> _WORK INSTRUCTIONS_
Could you write out, word for word, the part of the passage on the electoral map that starts with "That’s what Bill" and goes on through "270 electoral votes."?

That’s what Bill Clinton did in 1992, when he won states that had historically been a lock for Republicans. Obama expanded the map in 2008 by winning states thought to be safe for Republicans, like Indiana and North Carolina.

Either way, Trump needs to dramatically over-perform the status quo, while Clinton has the luxury of under-performing. If anything, data suggests Trump will have a harder -- not easier -- time than Mitt Romney getting to 270 electoral votes.

The Cook Political Report, which analyzes elections, on Thursday released their first electoral college projection since Trump secured the nomination.

With Trump on the ticket, Cook moved 13 states in the direction of Democrats. Some tossup states moved in the Democratic column, while a few "solid" Republican states moved to less safe categorizations. 

The new analysis puts 304 Electoral Votes as either solid, likely, or leaning Democratic -- more than enough for a majority. And that’s before you even touch the 44 electoral votes in the “toss up” category.

> _RECORD EXTRACTS_
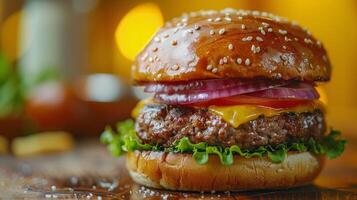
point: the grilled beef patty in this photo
(164, 124)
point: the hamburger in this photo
(234, 106)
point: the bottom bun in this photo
(178, 171)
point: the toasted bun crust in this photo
(230, 43)
(177, 171)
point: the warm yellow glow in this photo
(10, 36)
(137, 27)
(323, 96)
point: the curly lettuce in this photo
(124, 139)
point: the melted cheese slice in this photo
(240, 114)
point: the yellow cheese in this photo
(240, 114)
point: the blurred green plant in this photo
(11, 92)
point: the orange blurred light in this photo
(10, 36)
(137, 27)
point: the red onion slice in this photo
(201, 85)
(189, 97)
(294, 91)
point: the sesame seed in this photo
(283, 32)
(259, 39)
(248, 38)
(239, 60)
(221, 31)
(144, 57)
(255, 12)
(228, 19)
(308, 41)
(225, 60)
(247, 62)
(230, 46)
(174, 42)
(265, 24)
(255, 49)
(189, 31)
(318, 43)
(287, 39)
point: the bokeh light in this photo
(137, 27)
(10, 36)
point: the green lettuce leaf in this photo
(124, 139)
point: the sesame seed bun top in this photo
(232, 44)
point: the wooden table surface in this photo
(89, 172)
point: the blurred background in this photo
(65, 64)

> _THE RESPONSE_
That’s what Bill Clinton did in 1992, when he won states that had historically been a lock for Republicans. Obama expanded the map in 2008 by winning states thought to be safe for Republicans, like Indiana and North Carolina.

Either way, Trump needs to dramatically over-perform the status quo, while Clinton has the luxury of under-performing. If anything, data suggests Trump will have a harder -- not easier -- time than Mitt Romney getting to 270 electoral votes.